WRITTEN EXERCISE:
Please rescale the items from the start through the line holding "point(267, 712)", inclusive, and give those lines again with the requests kept. Multiply each point coordinate in the answers by 2.15, round to whole numbers with halves rounded up, and leave the pictures out.

DATASET EXTRACT:
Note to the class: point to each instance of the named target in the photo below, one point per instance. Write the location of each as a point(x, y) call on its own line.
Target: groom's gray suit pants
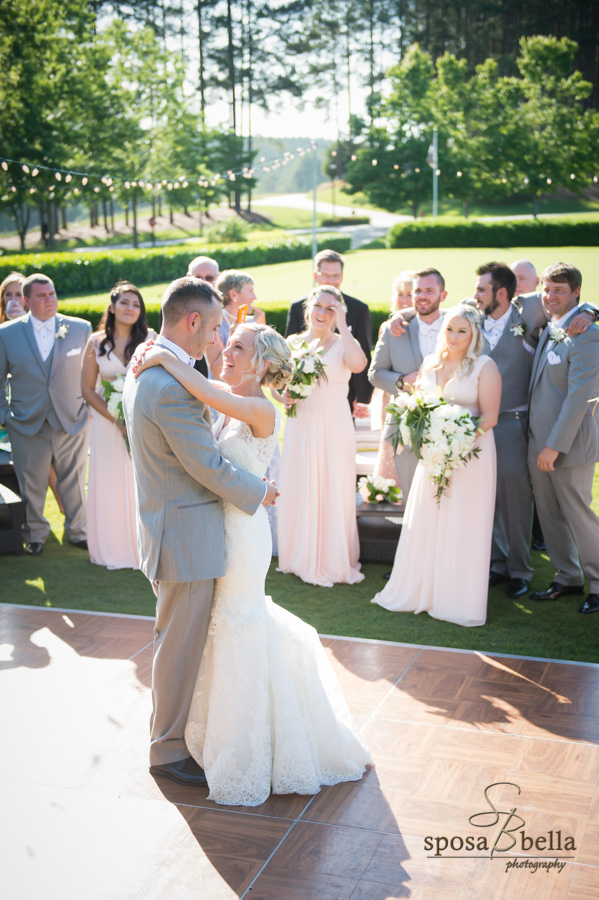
point(182, 618)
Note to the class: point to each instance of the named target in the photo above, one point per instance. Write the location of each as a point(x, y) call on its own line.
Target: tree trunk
point(134, 204)
point(199, 8)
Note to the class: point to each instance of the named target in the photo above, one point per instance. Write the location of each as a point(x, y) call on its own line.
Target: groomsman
point(328, 269)
point(564, 440)
point(46, 418)
point(396, 360)
point(512, 327)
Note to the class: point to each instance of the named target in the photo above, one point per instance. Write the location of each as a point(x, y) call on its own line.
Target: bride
point(267, 712)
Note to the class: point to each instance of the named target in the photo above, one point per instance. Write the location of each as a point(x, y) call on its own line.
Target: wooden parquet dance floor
point(82, 817)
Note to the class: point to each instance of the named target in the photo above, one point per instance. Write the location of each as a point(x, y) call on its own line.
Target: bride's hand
point(146, 356)
point(287, 399)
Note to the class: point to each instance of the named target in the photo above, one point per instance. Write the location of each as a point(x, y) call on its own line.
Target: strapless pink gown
point(318, 533)
point(442, 560)
point(111, 516)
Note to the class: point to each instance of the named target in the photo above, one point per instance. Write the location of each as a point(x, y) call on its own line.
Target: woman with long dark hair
point(111, 521)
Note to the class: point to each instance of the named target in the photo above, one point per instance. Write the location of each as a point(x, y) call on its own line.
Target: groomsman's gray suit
point(392, 357)
point(512, 525)
point(47, 420)
point(180, 479)
point(561, 418)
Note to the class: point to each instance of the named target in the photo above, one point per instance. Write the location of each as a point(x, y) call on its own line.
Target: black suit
point(360, 324)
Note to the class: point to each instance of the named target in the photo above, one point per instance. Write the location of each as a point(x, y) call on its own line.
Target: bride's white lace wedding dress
point(267, 711)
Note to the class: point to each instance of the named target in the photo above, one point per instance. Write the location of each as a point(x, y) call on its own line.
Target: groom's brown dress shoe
point(557, 590)
point(183, 771)
point(591, 604)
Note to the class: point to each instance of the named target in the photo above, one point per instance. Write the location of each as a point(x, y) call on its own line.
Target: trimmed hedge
point(79, 273)
point(339, 221)
point(276, 314)
point(546, 232)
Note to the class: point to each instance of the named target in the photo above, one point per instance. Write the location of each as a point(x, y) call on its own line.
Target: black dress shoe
point(557, 590)
point(81, 544)
point(184, 771)
point(591, 604)
point(496, 578)
point(517, 587)
point(33, 548)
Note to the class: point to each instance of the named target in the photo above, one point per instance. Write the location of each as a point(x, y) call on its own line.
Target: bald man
point(527, 279)
point(205, 268)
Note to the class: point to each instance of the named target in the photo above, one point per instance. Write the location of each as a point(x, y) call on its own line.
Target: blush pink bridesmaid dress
point(318, 532)
point(111, 515)
point(442, 560)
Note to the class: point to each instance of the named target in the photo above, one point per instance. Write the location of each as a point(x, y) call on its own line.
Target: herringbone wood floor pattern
point(82, 818)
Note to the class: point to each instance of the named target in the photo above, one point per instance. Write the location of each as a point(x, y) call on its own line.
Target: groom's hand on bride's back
point(271, 494)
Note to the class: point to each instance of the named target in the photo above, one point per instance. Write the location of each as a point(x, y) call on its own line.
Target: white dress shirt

CORRECT ANSWER:
Note to the class: point to each instance of the named target in the photo below, one point per instance. Write the location of each as a point(x, y) call on its own line.
Target: groom's gray suit pants
point(391, 1329)
Note to the class: point to each instance of the named target in the photo above, one point per instance. Write the location of each as a point(x, y) call on its own line.
Target: tree trunk
point(288, 439)
point(428, 17)
Note to the class: point to each instance of the named target in the photo above, one point per instance. Write the location of each as a point(x, y) call on its own line.
Target: groomsman
point(705, 578)
point(1213, 946)
point(99, 899)
point(851, 774)
point(1101, 703)
Note to the class: point to each instance of the named target in the photo above, one point per instance. Write the location of each as a point(x, y) call on its own line.
Target: bride
point(574, 1531)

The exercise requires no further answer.